Bluetongue cases rising, “not much to be done”, says minister


The number of farms affected by the infectious cattle disease bluetongue has risen to 1,000, product safety board NVWA has said.

It is the first time in 14 years farmers have been faced with an outbreak of the virus, which affects mostly sheep but can also appear in goats and cows and is transmitted by biting midges.

Symptoms of the disease include high fever, lameness, swelling of the lips and red to purplye mucous membranes of the mouth and tongue. In many cases the animals don’t survive. The virus is not dangerous to people.

The rapid spread is worrying, the NVWA said. Last month just four farms in Utrecht and Noord-Holland reported an outbreak. Last week 319 locations were added to the list and since then the number of affected farms has jumped to 1,000 and counting.

Most of the farms are located in the central and northwest provinces but a farm on the Wadden Island of Texel where sheep farming is an important pillar of the local economy has now also reported the virus.

The island has around 15,000 sheep, almost as many as it has people. “We are living in fear,” sheep farmer Koos Tjepkema told local media.

The warmer weather is keeping midges active for longer so farmers are advised to keep sheep inside and to use insect repellent but, caretaker agriculture minister Piet Adema has said in a briefing to MPs, there is little that can be done to stop the spread and that sheep stocks will be reduced.

The virus is of serotype 3, which is primarily known in South Africa. “We have no idea how it came here, perhaps via an infected animals or midges in a plane of car. We’ll probably never know,”Melle Holwerda of the Wageningen lab for vector transmittable and viral animal disease told the NRC.

Researchers are currently testing the safety of a new South African vaccine against the disease but more must be done, Holwerda said. Pharmaceutical companies should put resources into finding a vaccine but, he said, that could take at least a year.

Provided information:

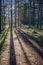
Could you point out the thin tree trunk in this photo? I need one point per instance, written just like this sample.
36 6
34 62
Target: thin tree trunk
0 16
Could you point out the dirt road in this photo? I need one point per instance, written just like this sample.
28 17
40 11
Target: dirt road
19 52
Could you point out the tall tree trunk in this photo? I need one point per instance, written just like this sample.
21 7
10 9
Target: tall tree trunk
15 13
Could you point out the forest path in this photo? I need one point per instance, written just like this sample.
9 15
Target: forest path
19 52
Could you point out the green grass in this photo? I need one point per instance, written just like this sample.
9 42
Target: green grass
36 34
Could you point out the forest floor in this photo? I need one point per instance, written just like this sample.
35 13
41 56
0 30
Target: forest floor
19 51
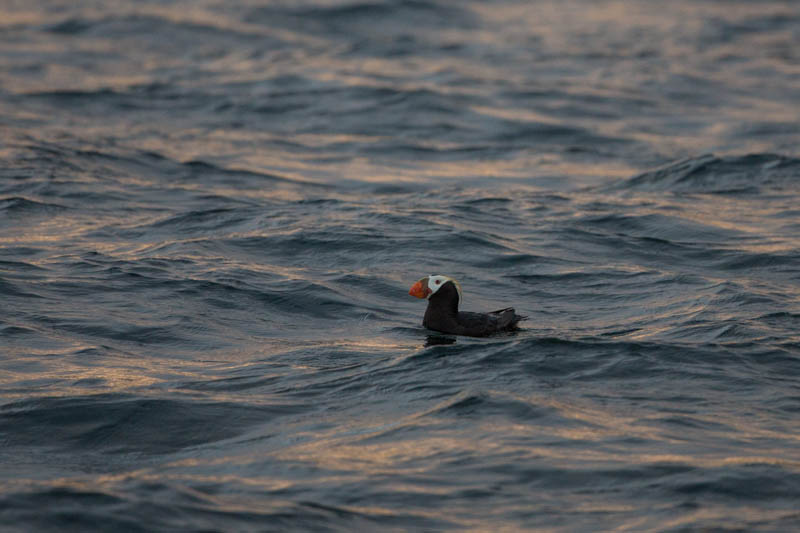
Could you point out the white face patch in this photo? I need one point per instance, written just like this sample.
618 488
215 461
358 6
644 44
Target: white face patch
434 282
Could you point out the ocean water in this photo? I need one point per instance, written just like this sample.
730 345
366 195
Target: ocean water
211 213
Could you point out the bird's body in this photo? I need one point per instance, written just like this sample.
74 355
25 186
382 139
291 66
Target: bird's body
442 314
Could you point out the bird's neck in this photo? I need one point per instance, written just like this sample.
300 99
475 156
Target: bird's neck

Required tasks:
A) According to the bluetongue article, roughly how many sheep live on Texel?
B) Update the bluetongue article's passage from "Symptoms of the" to "reported the virus.", replacing "sheep farming" with "livestock farming".
These lines come from a different source than the bluetongue article.

Task-by-task results:
A) Around 15,000.

B)
Symptoms of the disease include high fever, lameness, swelling of the lips and red to purplye mucous membranes of the mouth and tongue. In many cases the animals don’t survive. The virus is not dangerous to people.

The rapid spread is worrying, the NVWA said. Last month just four farms in Utrecht and Noord-Holland reported an outbreak. Last week 319 locations were added to the list and since then the number of affected farms has jumped to 1,000 and counting.

Most of the farms are located in the central and northwest provinces but a farm on the Wadden Island of Texel where livestock farming is an important pillar of the local economy has now also reported the virus.